* Exercise instructions
Each line that includes the word "positive" should be copied from the records.

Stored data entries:
====================

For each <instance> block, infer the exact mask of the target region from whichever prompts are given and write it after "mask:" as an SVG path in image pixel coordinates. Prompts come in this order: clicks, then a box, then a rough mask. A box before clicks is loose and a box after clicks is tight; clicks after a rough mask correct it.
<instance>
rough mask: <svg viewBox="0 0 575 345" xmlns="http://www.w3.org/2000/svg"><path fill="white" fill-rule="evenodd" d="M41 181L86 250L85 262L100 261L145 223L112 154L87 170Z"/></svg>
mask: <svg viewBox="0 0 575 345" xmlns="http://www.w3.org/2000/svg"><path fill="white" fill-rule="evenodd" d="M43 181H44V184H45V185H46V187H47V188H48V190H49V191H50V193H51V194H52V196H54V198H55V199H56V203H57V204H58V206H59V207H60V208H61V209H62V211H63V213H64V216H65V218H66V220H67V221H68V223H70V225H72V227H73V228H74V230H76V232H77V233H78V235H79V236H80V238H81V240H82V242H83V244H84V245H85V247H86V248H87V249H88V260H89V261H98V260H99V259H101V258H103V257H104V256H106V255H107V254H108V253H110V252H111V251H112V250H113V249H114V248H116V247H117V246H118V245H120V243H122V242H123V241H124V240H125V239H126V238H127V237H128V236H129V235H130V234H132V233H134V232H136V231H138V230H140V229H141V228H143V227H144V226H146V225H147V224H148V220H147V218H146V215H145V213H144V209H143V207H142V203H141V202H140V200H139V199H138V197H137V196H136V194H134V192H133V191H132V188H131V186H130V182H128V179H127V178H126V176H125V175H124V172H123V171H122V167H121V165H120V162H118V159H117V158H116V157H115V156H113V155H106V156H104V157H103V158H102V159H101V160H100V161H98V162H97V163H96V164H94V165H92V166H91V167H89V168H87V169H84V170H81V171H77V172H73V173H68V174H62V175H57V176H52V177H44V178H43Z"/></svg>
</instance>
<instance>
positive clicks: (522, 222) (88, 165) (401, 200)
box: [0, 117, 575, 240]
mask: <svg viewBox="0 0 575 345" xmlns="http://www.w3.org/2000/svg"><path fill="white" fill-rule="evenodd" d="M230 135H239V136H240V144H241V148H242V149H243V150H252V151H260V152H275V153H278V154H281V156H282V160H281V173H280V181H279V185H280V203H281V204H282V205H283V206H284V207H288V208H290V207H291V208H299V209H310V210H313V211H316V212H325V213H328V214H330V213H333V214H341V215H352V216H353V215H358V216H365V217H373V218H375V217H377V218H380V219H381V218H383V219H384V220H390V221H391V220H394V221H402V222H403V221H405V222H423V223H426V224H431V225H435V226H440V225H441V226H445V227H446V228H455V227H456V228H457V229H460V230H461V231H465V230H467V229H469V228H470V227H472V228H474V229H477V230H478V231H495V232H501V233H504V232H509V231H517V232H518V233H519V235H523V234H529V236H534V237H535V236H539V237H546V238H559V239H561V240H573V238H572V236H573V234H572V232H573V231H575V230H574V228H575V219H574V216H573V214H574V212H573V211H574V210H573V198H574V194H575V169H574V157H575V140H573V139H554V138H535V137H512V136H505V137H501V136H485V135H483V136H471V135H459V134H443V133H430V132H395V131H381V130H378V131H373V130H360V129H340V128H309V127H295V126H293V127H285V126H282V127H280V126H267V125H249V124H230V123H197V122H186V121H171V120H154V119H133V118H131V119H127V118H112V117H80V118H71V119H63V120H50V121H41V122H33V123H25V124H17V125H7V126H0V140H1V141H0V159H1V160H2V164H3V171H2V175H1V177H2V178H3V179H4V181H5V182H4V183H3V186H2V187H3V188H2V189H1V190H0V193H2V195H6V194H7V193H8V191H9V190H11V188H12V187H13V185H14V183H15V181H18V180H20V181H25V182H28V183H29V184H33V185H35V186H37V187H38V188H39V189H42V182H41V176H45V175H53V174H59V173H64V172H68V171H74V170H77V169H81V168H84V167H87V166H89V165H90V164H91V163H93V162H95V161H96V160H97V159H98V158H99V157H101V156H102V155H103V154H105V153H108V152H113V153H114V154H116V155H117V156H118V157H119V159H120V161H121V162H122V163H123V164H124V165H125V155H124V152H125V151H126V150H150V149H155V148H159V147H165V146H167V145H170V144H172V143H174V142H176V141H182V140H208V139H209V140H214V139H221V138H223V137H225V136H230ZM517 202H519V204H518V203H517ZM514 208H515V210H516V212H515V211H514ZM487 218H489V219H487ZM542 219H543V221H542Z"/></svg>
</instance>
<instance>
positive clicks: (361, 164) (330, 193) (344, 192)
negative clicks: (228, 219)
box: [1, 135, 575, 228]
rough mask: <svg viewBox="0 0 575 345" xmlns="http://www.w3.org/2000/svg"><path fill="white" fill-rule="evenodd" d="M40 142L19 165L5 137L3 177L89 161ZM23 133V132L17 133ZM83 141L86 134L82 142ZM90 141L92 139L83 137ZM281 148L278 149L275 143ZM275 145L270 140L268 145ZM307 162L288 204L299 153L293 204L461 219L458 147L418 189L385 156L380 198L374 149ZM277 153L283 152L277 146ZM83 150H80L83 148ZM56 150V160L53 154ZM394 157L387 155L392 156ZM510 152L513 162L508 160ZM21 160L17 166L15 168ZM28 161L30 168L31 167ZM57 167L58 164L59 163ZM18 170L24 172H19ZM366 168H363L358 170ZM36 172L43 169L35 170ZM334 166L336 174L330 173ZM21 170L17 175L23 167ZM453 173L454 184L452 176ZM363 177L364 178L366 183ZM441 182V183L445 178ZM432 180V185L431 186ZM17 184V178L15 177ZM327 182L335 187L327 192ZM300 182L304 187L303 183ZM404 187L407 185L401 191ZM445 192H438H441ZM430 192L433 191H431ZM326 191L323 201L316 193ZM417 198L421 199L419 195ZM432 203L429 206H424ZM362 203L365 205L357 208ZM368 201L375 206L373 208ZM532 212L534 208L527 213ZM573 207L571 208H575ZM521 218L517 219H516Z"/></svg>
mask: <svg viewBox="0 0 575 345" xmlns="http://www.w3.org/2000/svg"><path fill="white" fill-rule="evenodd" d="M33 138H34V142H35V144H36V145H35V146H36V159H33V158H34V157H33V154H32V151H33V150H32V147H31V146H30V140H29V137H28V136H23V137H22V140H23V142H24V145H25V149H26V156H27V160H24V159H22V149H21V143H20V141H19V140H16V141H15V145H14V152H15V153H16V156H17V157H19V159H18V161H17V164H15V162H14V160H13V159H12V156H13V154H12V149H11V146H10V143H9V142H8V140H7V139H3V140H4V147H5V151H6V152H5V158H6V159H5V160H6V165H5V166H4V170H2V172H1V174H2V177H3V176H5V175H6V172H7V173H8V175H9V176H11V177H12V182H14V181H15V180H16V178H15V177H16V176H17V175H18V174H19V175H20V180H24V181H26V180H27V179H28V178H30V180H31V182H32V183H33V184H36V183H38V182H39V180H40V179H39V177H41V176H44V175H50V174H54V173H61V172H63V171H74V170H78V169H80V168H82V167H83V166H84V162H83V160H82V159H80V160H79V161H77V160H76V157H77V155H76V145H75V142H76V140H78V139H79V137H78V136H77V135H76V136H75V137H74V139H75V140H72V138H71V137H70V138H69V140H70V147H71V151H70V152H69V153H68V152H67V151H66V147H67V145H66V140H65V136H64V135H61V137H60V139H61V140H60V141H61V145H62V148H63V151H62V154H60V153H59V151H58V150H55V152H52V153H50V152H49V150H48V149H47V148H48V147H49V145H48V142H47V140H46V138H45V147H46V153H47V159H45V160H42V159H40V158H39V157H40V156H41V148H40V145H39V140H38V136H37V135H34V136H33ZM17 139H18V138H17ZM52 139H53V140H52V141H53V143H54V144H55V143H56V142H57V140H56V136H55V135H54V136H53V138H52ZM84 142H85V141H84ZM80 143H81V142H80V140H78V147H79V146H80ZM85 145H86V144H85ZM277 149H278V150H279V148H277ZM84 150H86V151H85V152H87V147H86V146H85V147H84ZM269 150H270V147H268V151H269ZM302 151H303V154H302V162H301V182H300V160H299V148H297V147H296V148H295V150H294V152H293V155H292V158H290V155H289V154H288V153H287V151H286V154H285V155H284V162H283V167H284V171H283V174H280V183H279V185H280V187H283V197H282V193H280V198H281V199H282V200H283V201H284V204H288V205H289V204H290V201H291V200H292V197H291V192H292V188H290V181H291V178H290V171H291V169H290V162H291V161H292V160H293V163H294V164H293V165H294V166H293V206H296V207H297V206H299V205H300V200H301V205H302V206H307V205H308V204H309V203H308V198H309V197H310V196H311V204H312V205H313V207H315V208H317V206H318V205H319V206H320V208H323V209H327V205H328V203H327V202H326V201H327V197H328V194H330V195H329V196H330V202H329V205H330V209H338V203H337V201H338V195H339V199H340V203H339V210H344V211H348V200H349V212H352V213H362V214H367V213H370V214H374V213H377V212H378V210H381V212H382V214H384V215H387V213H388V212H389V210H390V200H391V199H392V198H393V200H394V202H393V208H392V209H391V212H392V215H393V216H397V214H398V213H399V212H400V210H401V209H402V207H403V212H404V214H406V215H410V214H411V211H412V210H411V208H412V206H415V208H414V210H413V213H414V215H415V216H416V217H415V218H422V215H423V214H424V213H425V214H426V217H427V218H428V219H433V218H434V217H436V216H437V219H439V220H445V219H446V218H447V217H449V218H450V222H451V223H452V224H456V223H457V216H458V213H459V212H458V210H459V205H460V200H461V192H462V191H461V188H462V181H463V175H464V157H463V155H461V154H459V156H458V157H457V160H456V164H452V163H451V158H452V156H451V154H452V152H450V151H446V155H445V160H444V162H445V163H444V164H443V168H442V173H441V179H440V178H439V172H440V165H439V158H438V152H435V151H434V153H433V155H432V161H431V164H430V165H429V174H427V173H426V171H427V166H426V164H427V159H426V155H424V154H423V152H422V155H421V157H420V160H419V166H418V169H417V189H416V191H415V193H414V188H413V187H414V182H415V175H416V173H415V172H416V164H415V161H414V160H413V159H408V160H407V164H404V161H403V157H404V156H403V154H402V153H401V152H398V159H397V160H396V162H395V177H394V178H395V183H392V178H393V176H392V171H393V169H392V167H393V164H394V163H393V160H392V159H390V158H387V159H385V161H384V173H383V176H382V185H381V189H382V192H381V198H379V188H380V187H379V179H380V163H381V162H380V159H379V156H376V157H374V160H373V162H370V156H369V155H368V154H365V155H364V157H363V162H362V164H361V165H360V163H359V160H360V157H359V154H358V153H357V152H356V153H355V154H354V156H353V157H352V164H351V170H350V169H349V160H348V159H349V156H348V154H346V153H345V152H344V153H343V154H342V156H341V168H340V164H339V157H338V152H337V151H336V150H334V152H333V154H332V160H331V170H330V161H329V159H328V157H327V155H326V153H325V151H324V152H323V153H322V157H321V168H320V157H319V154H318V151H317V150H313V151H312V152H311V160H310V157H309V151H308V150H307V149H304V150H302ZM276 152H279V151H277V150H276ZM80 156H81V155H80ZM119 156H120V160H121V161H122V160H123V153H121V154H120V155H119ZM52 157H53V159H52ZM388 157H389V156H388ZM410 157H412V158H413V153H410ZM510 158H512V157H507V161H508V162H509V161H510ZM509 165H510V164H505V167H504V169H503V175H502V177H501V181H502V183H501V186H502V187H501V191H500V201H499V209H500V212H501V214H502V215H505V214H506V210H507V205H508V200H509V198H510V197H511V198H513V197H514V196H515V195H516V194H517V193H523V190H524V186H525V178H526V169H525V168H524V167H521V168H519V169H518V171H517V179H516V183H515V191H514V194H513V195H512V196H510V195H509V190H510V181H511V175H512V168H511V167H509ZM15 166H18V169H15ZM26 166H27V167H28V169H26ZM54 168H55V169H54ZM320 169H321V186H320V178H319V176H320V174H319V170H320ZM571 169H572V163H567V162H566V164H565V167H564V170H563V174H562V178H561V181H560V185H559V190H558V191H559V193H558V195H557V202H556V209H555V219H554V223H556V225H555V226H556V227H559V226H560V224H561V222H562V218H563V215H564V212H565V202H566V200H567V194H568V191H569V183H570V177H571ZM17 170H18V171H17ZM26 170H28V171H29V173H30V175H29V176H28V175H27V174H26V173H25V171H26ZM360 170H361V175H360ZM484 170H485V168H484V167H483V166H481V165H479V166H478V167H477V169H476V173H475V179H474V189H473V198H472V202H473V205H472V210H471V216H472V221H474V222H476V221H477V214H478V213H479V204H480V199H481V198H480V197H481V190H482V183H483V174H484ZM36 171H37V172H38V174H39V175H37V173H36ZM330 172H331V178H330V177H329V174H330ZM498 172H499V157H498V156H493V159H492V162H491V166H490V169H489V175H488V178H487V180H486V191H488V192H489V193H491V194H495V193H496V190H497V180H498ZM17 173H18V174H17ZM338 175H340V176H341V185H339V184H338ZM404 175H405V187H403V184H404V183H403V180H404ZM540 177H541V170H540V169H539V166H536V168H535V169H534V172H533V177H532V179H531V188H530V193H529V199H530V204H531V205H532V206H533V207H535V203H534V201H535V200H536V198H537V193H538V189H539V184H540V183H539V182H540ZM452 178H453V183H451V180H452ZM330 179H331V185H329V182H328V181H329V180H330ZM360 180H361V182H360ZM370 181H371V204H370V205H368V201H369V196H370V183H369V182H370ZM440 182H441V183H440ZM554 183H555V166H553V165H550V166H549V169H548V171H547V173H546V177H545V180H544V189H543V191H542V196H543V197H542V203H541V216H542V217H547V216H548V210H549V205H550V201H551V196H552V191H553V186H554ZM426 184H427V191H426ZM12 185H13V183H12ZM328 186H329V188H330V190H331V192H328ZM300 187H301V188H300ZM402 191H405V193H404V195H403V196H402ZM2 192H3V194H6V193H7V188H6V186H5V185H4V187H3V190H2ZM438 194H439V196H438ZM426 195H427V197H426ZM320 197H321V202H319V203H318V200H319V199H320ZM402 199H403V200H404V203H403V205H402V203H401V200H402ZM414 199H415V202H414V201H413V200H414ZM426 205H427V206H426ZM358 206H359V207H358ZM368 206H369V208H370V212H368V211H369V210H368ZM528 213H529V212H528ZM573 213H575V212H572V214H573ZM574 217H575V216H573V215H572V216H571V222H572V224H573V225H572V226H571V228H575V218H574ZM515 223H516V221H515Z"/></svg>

====================

* Exercise result
positive clicks: (522, 222) (88, 165) (401, 200)
positive clicks: (361, 164) (330, 193) (344, 192)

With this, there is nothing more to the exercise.